DIRECTIONS FOR THIS TASK =>
Count the lines of the listing below that contain the string "dark". Give only the number.

INFORMATION SHOWN =>
━━━
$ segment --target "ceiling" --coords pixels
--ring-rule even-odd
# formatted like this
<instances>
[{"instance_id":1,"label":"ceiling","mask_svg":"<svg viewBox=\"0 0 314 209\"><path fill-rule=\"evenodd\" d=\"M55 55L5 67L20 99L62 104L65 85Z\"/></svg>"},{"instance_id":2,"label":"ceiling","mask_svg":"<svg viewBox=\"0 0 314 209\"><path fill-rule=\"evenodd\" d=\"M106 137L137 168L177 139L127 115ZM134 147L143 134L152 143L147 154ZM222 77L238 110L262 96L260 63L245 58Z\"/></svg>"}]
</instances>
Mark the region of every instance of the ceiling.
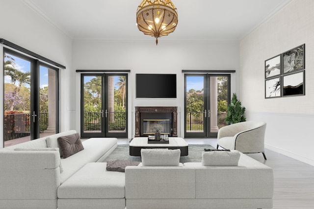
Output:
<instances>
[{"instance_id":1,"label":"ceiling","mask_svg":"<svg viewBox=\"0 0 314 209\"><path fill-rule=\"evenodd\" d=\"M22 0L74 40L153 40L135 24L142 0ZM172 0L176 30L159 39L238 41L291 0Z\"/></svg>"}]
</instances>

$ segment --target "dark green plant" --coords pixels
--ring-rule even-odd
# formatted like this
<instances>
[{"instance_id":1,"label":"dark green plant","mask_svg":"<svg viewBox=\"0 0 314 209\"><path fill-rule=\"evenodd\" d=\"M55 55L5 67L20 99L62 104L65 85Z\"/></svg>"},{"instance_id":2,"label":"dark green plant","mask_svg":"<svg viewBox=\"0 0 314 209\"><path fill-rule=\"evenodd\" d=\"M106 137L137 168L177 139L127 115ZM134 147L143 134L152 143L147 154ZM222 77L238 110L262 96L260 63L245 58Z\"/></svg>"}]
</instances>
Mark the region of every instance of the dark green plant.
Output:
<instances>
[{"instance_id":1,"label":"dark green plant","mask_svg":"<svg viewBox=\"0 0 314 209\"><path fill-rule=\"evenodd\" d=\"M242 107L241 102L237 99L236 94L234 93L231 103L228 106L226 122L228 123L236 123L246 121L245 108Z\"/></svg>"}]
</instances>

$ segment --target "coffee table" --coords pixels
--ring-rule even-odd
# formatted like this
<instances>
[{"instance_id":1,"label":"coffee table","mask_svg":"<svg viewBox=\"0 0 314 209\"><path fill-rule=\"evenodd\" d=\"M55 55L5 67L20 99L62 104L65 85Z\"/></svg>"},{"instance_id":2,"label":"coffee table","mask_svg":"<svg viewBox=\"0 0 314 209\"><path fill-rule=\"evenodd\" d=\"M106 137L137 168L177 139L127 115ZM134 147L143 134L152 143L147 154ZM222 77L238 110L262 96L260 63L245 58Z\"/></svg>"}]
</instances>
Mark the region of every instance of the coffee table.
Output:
━━━
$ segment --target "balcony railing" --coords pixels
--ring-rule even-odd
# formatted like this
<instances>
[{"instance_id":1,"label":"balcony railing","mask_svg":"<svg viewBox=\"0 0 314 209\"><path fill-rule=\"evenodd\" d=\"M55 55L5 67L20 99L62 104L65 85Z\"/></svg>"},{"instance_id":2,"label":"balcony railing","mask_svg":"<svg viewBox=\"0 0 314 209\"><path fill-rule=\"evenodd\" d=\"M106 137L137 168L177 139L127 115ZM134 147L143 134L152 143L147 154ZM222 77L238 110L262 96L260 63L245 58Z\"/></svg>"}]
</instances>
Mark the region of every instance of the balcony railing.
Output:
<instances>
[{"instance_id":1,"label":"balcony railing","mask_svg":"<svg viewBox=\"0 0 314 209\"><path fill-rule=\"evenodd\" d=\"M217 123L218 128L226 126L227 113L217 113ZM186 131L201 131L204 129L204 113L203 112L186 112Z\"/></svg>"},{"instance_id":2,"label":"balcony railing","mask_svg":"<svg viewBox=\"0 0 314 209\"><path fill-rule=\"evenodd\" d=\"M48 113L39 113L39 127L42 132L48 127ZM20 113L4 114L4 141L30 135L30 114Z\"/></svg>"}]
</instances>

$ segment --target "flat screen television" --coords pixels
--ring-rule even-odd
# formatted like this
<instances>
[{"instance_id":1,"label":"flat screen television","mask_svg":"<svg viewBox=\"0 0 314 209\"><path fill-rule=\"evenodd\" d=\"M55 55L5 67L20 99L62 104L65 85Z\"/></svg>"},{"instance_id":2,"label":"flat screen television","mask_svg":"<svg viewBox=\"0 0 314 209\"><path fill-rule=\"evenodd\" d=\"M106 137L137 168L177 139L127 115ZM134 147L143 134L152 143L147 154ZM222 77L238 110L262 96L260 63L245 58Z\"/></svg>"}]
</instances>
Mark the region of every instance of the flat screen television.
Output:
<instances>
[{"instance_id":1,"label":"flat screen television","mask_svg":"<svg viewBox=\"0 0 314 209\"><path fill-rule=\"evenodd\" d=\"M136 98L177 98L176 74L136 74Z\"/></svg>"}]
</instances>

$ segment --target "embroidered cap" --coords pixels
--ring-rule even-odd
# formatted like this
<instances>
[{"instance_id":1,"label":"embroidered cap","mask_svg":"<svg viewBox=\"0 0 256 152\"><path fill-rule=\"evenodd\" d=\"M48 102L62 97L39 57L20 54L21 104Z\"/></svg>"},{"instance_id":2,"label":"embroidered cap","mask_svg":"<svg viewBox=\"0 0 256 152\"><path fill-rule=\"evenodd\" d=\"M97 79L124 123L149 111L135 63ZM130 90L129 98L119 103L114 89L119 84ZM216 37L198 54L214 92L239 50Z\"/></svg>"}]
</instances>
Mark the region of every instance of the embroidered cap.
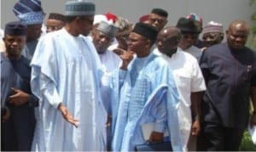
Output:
━━━
CORRECT RESULT =>
4